— QUESTIONS TO ANSWER —
1 > Copy the sideboard guide starting at "On the draw, it" and ending at "is definitely better.", switching "Aether Vial" to "Thraben Inspector" each time it appears.
2 > Resume the sideboard guide after its last sentence.

— EXERCISE PASSAGE —
"""

We don't really have any sideboard cards for the matchup except for a couple of upgrades, but our main deck is fairly well-positioned against Bogles on its own. Mirran Crusader's protection from green comes up quite a bit as it means we can freely block their creatures for as long as that is an option while they cannot ever block Mirran Crusader. Also we want to leave in all our removal spells and even board in one more because we don't want to lose any of the games where they don't have a hexproof creature and have to go all in on a Kor Spiritdancer. We have Ghost Quarter for Dryad Arbor, but we need Path and Reflector Mage for the white creature.

Hollow One

+4 Burrenton Forge-Tender
+1 Rest in Peace
+3 Surgical Extraction
+1 Grafdigger's Cage
+1 Mirran Crusader
+1 Reflector Mage

-3 Geist of Saint Traft
-3 Restoration Angel
-4 Serum Visions
-1 Horizon Canopy

On the draw, it is reasonable to take out Aether Vial and leave in Serum Visions, but I'm not sure which is correct. On the play Aether Vial is definitely better.

"""

— DATA SECTION —
"""

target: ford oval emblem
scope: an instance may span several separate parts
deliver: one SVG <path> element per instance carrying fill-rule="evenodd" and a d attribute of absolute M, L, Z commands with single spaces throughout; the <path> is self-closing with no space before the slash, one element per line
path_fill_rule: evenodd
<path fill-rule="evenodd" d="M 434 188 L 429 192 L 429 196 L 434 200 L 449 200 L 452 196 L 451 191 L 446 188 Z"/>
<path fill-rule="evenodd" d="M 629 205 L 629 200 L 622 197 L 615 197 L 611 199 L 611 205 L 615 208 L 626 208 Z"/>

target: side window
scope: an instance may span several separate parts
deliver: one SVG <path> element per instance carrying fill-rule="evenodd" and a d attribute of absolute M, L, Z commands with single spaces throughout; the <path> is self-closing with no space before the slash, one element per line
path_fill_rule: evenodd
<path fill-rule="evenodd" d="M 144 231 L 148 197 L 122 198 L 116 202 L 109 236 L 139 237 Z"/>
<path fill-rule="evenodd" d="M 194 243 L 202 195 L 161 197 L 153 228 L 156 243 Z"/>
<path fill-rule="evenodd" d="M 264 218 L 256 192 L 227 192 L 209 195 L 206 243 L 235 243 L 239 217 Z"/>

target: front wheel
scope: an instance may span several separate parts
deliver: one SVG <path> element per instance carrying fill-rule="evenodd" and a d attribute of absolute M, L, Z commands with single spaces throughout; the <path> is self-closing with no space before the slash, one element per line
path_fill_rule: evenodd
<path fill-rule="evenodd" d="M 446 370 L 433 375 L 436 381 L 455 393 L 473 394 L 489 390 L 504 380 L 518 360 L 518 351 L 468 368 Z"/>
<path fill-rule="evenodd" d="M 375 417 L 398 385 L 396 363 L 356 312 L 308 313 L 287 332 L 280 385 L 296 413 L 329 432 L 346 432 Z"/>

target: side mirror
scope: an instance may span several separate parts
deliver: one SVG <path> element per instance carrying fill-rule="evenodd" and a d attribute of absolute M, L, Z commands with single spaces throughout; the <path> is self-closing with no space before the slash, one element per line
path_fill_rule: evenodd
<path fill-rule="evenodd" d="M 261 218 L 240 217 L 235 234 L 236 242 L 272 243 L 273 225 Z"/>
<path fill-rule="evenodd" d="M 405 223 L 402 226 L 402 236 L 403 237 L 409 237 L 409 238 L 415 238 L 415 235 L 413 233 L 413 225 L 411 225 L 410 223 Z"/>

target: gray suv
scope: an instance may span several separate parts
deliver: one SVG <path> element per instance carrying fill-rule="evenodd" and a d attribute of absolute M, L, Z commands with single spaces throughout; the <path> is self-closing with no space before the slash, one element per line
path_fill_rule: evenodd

"""

— SET OF ANSWERS —
1 >
On the draw, it is reasonable to take out Thraben Inspector and leave in Serum Visions, but I'm not sure which is correct. On the play Thraben Inspector is definitely better.

2 >
We went 40% through five matches in testing and I lost to it in the final round of the tournament. It's not a matchup I particularly want to face, but it's far from unwinnable. The black-red version is harder for us than the red-green version. We have a sufficient amount of graveyard hate to combat either version, and Mirran Crusader can do some work in the matchup too. They effectively start at a lower life total due to Street Wraiths cycling and their fetch + shock mana base. So we really only have to get about 12 damage in usually. First Strike is a very useful ability in the matchup and Path to Exile can often buy us enough time to set up. There's little we can do against their very best draws, but we can often put up a strong fight against the lower 90% of their draws. And their deck is much higher variance than ours, so we will win a fair amount of games due to their deck crapping out and/or our Thalia or Leonin Arbiter locking them out of casting any spells.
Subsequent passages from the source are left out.